**Passage provided**:
# back firing???



## 07 BRUTE (Jan 27, 2010)

i just put hmf utility on 07 brute 750 the bike is snorked and i figured i would have to rejet but the bike runs great without rejetting. my question is when i hit ab 30 and go to decel it starts to back fire do i need to rejet or what??


----------



## fstang24 (Jan 9, 2010)

Good question as i have been dealing with this issue. I have 2010 Brute 750 and installed the hmf slip on my bike and notice the backfire on deacceleration. So i installed the hmf optimizer and still does it, but have not modify any of the settings yet, but i also discovered i had an exhaust leak at the rear cylinder pipe. Some people say a small pop on deaccel its a sound of perfectly tuned bike, but who knows im confused


----------



## Bootlegger (Dec 18, 2008)

07 BRUTE said:


> i just put hmf utility on 07 brute 750 the bike is snorked and i figured i would have to rejet but the bike runs great without rejetting. my question is when i hit ab 30 and go to decel it starts to back fire do i need to rejet or what??


at what Throttle position is it doing it at most? You may be able to shim your needles and get rid of it...just depends on what your plugs look like. Check you plugs and let me know.

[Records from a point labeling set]

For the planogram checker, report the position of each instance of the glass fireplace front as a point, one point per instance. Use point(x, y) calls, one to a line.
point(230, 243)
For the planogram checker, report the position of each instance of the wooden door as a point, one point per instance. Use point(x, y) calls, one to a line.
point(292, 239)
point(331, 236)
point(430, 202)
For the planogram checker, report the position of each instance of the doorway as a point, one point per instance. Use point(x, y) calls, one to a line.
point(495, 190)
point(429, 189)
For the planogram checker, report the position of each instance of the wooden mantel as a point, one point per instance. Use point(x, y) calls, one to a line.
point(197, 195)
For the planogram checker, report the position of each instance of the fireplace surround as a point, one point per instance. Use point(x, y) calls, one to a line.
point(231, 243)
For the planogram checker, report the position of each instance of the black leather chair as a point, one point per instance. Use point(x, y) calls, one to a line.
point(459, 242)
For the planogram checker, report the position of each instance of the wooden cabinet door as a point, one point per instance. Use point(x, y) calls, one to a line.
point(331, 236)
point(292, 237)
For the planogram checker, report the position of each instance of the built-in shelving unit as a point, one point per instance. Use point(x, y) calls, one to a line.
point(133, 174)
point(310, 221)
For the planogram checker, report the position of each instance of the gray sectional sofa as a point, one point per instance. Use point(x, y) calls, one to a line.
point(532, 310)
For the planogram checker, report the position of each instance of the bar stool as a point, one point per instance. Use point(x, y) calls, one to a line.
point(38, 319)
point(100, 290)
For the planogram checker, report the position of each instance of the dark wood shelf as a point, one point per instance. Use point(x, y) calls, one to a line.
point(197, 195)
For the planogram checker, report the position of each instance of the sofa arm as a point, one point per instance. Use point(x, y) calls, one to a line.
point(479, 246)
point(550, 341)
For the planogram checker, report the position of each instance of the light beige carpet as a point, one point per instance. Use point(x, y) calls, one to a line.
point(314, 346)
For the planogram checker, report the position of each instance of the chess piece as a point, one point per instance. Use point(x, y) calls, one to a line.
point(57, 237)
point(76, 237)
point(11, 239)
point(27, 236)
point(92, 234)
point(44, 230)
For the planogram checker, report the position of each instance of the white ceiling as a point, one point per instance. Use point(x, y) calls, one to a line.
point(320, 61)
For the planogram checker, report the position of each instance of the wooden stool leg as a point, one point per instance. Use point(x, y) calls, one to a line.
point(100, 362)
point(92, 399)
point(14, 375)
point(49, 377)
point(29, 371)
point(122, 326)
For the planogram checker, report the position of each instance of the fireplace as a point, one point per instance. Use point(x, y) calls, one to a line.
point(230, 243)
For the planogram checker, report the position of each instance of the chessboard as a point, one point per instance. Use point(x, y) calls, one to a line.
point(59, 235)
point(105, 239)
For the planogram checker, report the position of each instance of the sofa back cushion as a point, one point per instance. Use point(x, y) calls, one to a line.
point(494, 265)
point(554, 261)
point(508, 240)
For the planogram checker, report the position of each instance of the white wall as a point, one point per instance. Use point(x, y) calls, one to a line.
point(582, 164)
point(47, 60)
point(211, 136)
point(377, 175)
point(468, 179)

**Problems to solve**:
A. Answer these questions using the backfiring thread:
(i) What did the first poster put on the 07 Brute 750?
(ii) What did fstang24 discover at the rear cylinder pipe?
(iii) What does Bootlegger say the poster may be able to shim?
B. Carry on the forum thread about backfiring on a Brute 750 from its last post.

**Solved problems**:
A.
(i) An HMF utility.
(ii) An exhaust leak.
(iii) The needles.

B.
fstang24 said:


> Good question as i have been dealing with this issue. I have 2010 Brute 750 and installed the hmf slip on my bike and notice the backfire on deacceleration. So i installed the hmf optimizer and still does it, but have not modify any of the settings yet, but i also discovered i had an exhaust leak at the rear cylinder pipe. Some people say a small pop on deaccel its a sound of perfectly tuned bike, but who knows im confused


No...thats not a perfectly tuned bike. If I were you I would sale the Optimizer and get a Power Commander 3 "PC3" You can have it tuned on a Wideband and then you will have a perfectly tuned bike. The Optimizer you cannot take away fuel....but you can with the PC3. With the PC3 you can tune it at every 20% throttle position. Trust me...once its tuned on a wideband you can tell the difference. The Optimizer is only good if you just have a Pipe.


----------



## fstang24 (Jan 9, 2010)

no reason to take away fuel if my bike is running lean, popping is a condition of a bike running lean, the optimizer only ads fuel and cannot take away fuel past the factory setting. i only plan to run a slip on nothing else, dont need snorkels or any other stuff, dont water ride or submerge in mud, my bike is a trail bike, most people dont know the meaning of that


----------



## zacksbf (Sep 11, 2009)

ohh a trail bike. I remember someone else had one of those one time and they told me about it. I have just never actually seen one. 

Your right the popping is generally a lean condition BUT... What bootlegger is telling you is the "tuneability" of a PC3 is far greater than the optimizer so if you want to make sure it is tuned properly then put on a PC3 and get it tuned on a wideband so your A/F curve is the same throughout the RPMs.
Or you can just add fuel with the opti until the popping goes away but your tune will possibly be a lil rich after that, which robs power.


----------



## Bootlegger (Dec 18, 2008)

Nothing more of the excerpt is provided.